Stretched storage using SRM or vMSC?

I recently had a discussion regarding the setup of a secondary datacenter to provide business continuity to an existing infrastructure using stretched storage.  This in itself is an interesting topic with many architectural outcomes which I will not get into on this post but lets for the sake of argument say we decide to create active active data centers with EMC VPLEX Metro. 

The other side of the coin is how do you manage these active active data centers by balancing management overhead and resiliency?

vSphere Metro Storage Cluster (sMCS) and SRM 6.1, which supports stretched storage, are the two solutions I am going to review. There are already a whole bunch of articles out there on this but some of them mainly focused on pre 6.1.  These are just my notes and views and if you have a different viewpoint or it needs some tweaking please let me know, I cherish all feedback.

Why use stretched clusters:

  • Disaster avoidance or site maintenance without downtime is important.
__________
== Directive ==
Pick up the post comparing SRM and vMSC for stretched storage at the point where it stops, and carry it forward. The material that comes next has no role in this.
__________
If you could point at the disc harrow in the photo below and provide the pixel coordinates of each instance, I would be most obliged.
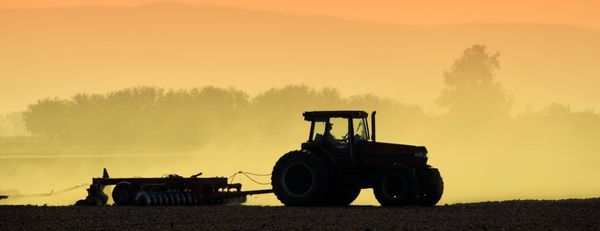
(172, 190)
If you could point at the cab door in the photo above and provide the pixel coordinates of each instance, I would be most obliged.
(334, 135)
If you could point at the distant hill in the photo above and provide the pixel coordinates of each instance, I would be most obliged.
(61, 51)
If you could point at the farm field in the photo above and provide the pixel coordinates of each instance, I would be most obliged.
(580, 214)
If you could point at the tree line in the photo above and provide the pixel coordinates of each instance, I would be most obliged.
(472, 98)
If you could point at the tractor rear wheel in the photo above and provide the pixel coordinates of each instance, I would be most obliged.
(124, 193)
(396, 186)
(432, 187)
(300, 178)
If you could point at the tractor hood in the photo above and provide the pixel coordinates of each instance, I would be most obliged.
(391, 150)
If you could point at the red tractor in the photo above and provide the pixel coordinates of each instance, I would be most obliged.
(341, 157)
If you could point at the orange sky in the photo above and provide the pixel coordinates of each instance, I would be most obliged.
(574, 12)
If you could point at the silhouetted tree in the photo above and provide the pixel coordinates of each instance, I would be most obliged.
(471, 89)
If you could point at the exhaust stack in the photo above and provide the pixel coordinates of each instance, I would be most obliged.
(373, 125)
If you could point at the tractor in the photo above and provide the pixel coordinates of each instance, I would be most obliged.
(341, 157)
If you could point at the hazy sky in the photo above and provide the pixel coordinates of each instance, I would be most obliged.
(575, 12)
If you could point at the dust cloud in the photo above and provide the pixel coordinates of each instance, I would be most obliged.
(484, 151)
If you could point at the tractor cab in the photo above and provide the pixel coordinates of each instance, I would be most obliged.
(337, 131)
__________
== Exercise result ==
    • Non-disruptive migration of workloads between the active-active datacenters.
  • When availability is one of your top priorities.  Depending on the failure scenario you have more outcomes where your VMs will not be impacted by outages from network, storage or host chassis failure at a site.
  • When your datacenters has network links which do no exceed 5 milliseconds round trip response time.
    • Redundant network links are highly recommended.
  • When you require multi-site load balancing of your workloads.


vPlex requirements: 

  • The maximum round trip latency on both the IP network and the inter-cluster network between the two VPLEX clusters must not exceed 5 milliseconds round-trip.
  • For management and vMotion traffic, the ESXi hosts in both data centers must have a private network on the same IP subnet and broadcast domain. Preferably management and vMotion traffic are on separate networks.
  • Stretched layer 2 network, meaning the networks where the VMs reside on needs to be available/accessible from both sites.
  • The data storage locations, including the boot device used by the virtual machines, must be active and accessible from ESXi hosts in both data centers.
  • vCenter Server must be able to connect to ESXi hosts in both data centers.
  • The VMware datastore for the virtual machines running in the ESX Cluster are provisioned on Distributed Virtual Volumes.
  • The maximum number of hosts in the HA cluster must not exceed 32 hosts for 5.x and 64 hosts for 6.0.
  • The configuration option auto-resume for VPLEX Cross-Connect consistency groups must be set to true.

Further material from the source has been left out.